Coordinate annotation entries |

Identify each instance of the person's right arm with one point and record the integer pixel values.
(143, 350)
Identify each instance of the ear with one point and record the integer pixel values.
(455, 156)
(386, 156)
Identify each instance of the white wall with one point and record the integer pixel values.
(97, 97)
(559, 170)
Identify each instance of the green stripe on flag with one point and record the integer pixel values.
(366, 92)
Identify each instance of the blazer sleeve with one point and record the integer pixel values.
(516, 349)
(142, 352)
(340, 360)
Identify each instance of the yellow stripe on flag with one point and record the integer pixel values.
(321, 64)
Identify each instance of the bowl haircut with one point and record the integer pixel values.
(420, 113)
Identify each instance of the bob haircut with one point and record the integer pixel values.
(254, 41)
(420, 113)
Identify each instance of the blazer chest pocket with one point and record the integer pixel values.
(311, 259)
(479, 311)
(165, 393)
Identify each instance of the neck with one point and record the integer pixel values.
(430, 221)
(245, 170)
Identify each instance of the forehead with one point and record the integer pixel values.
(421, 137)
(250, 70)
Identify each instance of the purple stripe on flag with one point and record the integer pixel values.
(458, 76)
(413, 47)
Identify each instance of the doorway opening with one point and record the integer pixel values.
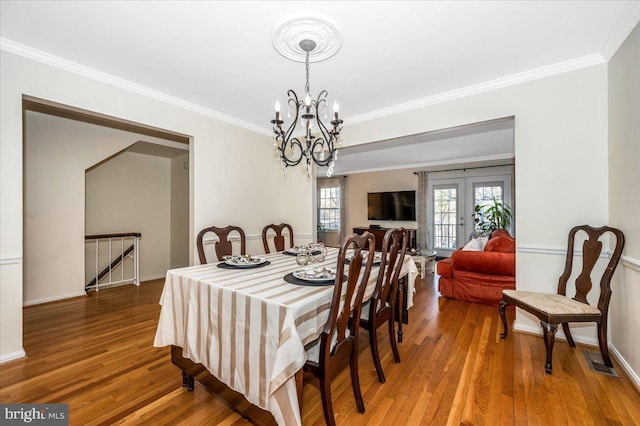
(61, 143)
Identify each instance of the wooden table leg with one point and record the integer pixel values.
(400, 308)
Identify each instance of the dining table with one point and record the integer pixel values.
(248, 326)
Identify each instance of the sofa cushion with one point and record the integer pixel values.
(445, 267)
(484, 262)
(502, 244)
(476, 244)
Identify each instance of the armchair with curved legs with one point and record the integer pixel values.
(381, 308)
(555, 309)
(339, 337)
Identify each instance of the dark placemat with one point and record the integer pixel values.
(376, 263)
(227, 266)
(295, 254)
(297, 281)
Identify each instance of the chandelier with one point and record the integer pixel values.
(307, 138)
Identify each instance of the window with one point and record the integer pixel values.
(484, 193)
(444, 217)
(329, 211)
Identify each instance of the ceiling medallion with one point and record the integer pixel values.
(308, 37)
(296, 27)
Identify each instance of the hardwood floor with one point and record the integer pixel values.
(95, 353)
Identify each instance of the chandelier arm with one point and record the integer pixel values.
(294, 161)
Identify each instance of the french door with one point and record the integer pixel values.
(451, 207)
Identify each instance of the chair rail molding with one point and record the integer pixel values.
(626, 261)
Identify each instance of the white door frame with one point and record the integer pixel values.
(465, 182)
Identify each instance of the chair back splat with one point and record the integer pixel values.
(278, 239)
(339, 337)
(223, 246)
(381, 308)
(591, 250)
(555, 309)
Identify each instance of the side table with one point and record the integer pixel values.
(423, 260)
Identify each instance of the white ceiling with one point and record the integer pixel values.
(217, 57)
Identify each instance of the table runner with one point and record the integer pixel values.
(249, 327)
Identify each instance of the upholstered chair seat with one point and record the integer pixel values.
(553, 304)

WHAT THE EXERCISE ASKS |
Reproduce all the records verbatim, excluding images.

SOLUTION |
Identify each instance of the person's right arm with one point and record the integer pixel values.
(143, 350)
Identify each instance of the ear with one point and record the integer pixel values.
(455, 156)
(386, 156)
Identify each instance of the white wall with one point and record the integer pixel values.
(97, 97)
(559, 170)
Identify each instance of the green stripe on flag with one point and record the integer pixel values.
(366, 92)
Identify each instance of the blazer sleeve with one point and record the integer pixel values.
(516, 349)
(142, 352)
(340, 360)
Identify each instance of the yellow stripe on flag with one point and record the integer pixel values.
(321, 64)
Identify each instance of the bowl haircut with one point and record the integer pixel values.
(420, 113)
Identify each instance of the bob haircut with one point and record the integer pixel values.
(254, 41)
(420, 113)
Identify each instance of the blazer chest pocket with one point and record the integer pixel values.
(311, 259)
(479, 311)
(165, 393)
Identify each instance of the neck with one point and record the integer pixel values.
(430, 221)
(245, 170)
Identify each instance of the forehead with one point and record the integer pixel values.
(421, 137)
(250, 70)
Identify each instance of the purple stripe on flag with one point and record the integer pixel values.
(458, 76)
(413, 47)
Identify each instance of the doorway opening with one point and record the integer pixel values.
(61, 143)
Identify each instance of the wooden table leg with one point and record the integer pixel values.
(400, 308)
Identify each instance of the dining table with one point and record the integer pixel values.
(248, 326)
Identify each instance of the sofa cushion with one point and record the integer pixel values.
(445, 267)
(484, 262)
(502, 244)
(476, 244)
Identify each instance of the armchair with curved legs with one point and record the integer pixel values.
(381, 308)
(555, 309)
(339, 337)
Identify each instance of the dark placemat with one point and record the integer pixel values.
(376, 263)
(227, 266)
(295, 254)
(297, 281)
Identify each instance of the chandelier with one point and record the integer pixel values.
(307, 138)
Identify each instance of the window with one point and record the integer pixel values.
(484, 193)
(444, 217)
(329, 211)
Identify each instance of the ceiling medallion with one point and record the integer pixel values.
(308, 37)
(296, 27)
Identify each instance of the hardwood floor with one point and record the integer pixel values.
(95, 353)
Identify each instance of the chandelier arm with one point and record the integer pixel values.
(294, 161)
Identify each instance of the french door with one point and record the integer pixel values.
(451, 207)
Identify each instance of the chair rail molding with one point and record the integer pixel values.
(626, 261)
Identify each instance of the white door frame with one point and record the integer pixel values.
(465, 182)
Identify each instance of the chair back splat with one point and record the integer pixel values.
(278, 239)
(339, 337)
(223, 246)
(381, 308)
(591, 250)
(555, 309)
Identify each instance of the side table with one point and record the integer pixel values.
(423, 260)
Identify each instance of the white ceiling with one point and record the integer pixel values.
(217, 57)
Identify each instance of the table runner with one point and record the integer pixel values.
(249, 327)
Identify each instance of the upholstered chair seat with one point and record the integer pixel values.
(553, 304)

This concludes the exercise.